• **Passage présenté**
----
KIEV: Au moins huit personnes, dont des enfants, ont été tuées dans des frappes nocturnes en Ukraine, sur la région de Dnipropetrovsk (centre-est), ont annoncé vendredi les autorités ukrainiennes qui ont revendiqué avoir pour la première fois abattu un bombardier stratégique russe.

Les ministres des Affaires étrangères des Etats du G7 ont dans le même temps pris "l'engagement" de "renforcer" les moyens de défense antiaérienne de l'Ukraine, à l'issue de leur réunion dans le sud de l'Italie. Ils ont par ailleurs exprimé leur "forte préoccupation" à propos de transferts de matériels chinois profitant selon eux à la production militaire russe.

De son côté, Moscou a fait état de la mort d'un membre d'équipage dans le crash d'un avion Tupolev-22M3 à la suite d'une "défaillance technique", sans mentionner d'implication ukrainienne. Les deux pays semblent évoquer le même appareil.

Dans le district ukrainien de Synelnykové, au sud-est de Dnipro, la capitale de la région de Dnipropetrovsk, "plus de dix maisons ont été endommagées" et "six personnes sont mortes", a déclaré le ministre ukrainien de l'Intérieur Igor Klymenko sur Telegram.

Dans la ville de Dnipro, où un immeuble d'habitation de quatre étages et d'autres "infrastructures civiles" ont été touchés, deux personnes ont péri, a-t-il ajouté, prévenant que le bilan risquait de s'alourdir.

Au moins 25 personnes ont été blessées, selon le gouverneur local.
----
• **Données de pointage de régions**

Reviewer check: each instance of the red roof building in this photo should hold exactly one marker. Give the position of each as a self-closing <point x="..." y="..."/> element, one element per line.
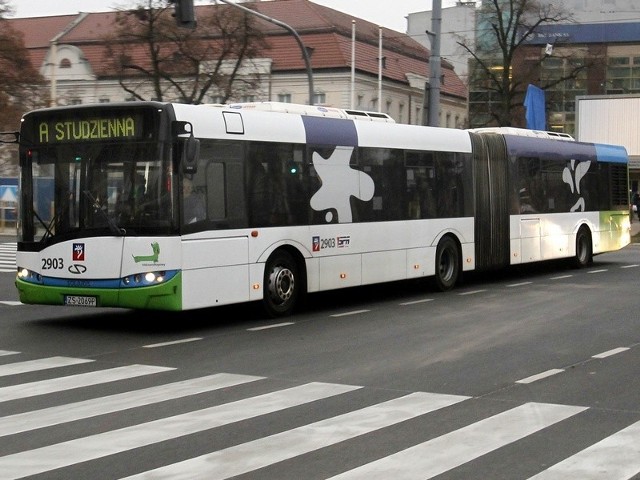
<point x="71" y="52"/>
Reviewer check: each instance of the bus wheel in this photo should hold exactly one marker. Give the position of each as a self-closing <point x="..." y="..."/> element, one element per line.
<point x="282" y="285"/>
<point x="447" y="264"/>
<point x="584" y="249"/>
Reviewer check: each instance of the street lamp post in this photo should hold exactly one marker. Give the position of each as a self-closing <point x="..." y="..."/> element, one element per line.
<point x="435" y="64"/>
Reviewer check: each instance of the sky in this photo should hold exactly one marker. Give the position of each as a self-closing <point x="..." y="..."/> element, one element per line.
<point x="387" y="13"/>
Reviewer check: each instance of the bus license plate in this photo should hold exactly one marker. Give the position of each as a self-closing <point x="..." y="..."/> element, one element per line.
<point x="80" y="301"/>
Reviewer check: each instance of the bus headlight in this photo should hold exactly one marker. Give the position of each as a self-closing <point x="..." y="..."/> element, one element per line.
<point x="145" y="279"/>
<point x="28" y="275"/>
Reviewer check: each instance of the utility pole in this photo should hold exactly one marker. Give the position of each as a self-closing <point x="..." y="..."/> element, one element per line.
<point x="432" y="92"/>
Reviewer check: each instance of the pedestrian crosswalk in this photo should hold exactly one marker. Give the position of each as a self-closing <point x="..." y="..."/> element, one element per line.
<point x="8" y="257"/>
<point x="26" y="452"/>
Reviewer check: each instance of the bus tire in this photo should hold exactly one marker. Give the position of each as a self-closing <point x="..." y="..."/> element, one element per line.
<point x="584" y="248"/>
<point x="447" y="264"/>
<point x="282" y="284"/>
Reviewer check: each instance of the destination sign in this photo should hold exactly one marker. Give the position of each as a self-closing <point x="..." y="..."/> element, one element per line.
<point x="89" y="129"/>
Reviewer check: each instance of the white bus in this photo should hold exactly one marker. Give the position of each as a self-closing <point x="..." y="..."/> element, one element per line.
<point x="287" y="200"/>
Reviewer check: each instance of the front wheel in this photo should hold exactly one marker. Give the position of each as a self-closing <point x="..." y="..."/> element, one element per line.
<point x="282" y="284"/>
<point x="447" y="264"/>
<point x="584" y="249"/>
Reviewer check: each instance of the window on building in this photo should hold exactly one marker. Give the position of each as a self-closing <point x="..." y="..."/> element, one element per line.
<point x="623" y="75"/>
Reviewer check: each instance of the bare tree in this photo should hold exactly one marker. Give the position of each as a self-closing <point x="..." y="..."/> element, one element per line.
<point x="157" y="60"/>
<point x="503" y="61"/>
<point x="20" y="88"/>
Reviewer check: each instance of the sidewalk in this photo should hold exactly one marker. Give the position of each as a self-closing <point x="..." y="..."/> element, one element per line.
<point x="635" y="228"/>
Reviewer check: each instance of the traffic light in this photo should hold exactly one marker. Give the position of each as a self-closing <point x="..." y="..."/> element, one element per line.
<point x="184" y="13"/>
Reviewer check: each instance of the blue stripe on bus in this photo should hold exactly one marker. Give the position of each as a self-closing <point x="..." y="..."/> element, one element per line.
<point x="330" y="131"/>
<point x="611" y="153"/>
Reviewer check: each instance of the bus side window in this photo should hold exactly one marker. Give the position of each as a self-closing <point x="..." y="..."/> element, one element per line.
<point x="216" y="207"/>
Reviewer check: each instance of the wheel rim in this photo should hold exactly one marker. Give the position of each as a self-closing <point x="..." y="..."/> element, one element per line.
<point x="446" y="266"/>
<point x="281" y="285"/>
<point x="583" y="249"/>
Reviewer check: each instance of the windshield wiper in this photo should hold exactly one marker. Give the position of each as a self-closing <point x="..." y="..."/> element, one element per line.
<point x="113" y="227"/>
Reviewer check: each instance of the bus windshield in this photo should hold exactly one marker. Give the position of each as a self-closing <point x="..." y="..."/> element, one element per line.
<point x="97" y="188"/>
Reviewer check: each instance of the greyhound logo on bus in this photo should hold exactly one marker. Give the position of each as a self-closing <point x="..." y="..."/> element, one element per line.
<point x="78" y="252"/>
<point x="339" y="183"/>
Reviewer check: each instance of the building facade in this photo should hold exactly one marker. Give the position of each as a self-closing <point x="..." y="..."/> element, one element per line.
<point x="344" y="53"/>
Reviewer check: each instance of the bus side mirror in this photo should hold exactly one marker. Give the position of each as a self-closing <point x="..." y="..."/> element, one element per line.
<point x="190" y="154"/>
<point x="189" y="146"/>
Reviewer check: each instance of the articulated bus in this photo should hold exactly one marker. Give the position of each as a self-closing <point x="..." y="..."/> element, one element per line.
<point x="166" y="206"/>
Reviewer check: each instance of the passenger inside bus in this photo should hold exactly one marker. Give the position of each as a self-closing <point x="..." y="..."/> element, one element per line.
<point x="194" y="208"/>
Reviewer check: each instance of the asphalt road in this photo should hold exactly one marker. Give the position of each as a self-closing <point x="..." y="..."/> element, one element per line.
<point x="527" y="373"/>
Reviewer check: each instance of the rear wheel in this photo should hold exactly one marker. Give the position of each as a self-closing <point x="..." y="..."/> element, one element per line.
<point x="584" y="249"/>
<point x="282" y="284"/>
<point x="447" y="264"/>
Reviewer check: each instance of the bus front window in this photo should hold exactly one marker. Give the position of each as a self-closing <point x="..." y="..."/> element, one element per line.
<point x="96" y="188"/>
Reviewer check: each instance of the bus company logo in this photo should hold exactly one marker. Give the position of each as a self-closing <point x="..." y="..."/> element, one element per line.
<point x="155" y="248"/>
<point x="78" y="252"/>
<point x="77" y="269"/>
<point x="344" y="241"/>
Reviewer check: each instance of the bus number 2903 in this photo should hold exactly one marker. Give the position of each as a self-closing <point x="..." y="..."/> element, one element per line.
<point x="52" y="263"/>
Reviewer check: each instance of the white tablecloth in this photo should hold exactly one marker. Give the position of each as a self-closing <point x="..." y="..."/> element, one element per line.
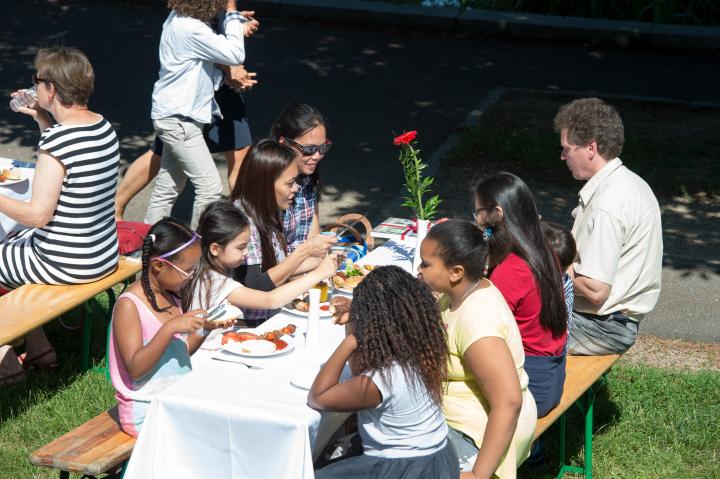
----
• **Consigne A**
Résumez en une phrase plus courte le paragraphe du passage qui commence par « Les ministres des Affaires étrangères des Etats du G7 », en conservant ses faits principaux.
• **Consigne B**
Répondez à ces questions d'après le passage :
(i) Combien de personnes sont mortes dans le district de Synelnykové selon le ministre ukrainien de l'Intérieur ?
(ii) Quel modèle d'avion s'est écrasé selon Moscou ?
(iii) Combien de personnes ont été blessées selon le gouverneur local ?
• **Consigne C**
Indiquez si chacune de ces affirmations concorde avec le passage, en citant les mots qui permettent de trancher :
(i) Moscou attribue le crash de l'avion à une action ukrainienne.
(ii) À Dnipro, un immeuble d'habitation de quatre étages a été touché.
(iii) La réunion des ministres du G7 s'est tenue dans le nord de l'Italie.

• **Réponse attendue A**
Réunis dans le sud de l'Italie, les ministres des Affaires étrangères du G7 se sont engagés à renforcer la défense antiaérienne de l'Ukraine et se sont dits fortement préoccupés par des transferts de matériels chinois qui profiteraient selon eux à la production militaire russe.

• **Réponse attendue B**
(i) Six personnes.
(ii) Un Tupolev-22M3.
(iii) Au moins 25 personnes.

• **Réponse attendue C**
(i) Non : « sans mentionner d'implication ukrainienne ».
(ii) Oui : « un immeuble d'habitation de quatre étages et d'autres "infrastructures civiles" ont été touchés ».
(iii) Non : « à l'issue de leur réunion dans le sud de l'Italie ».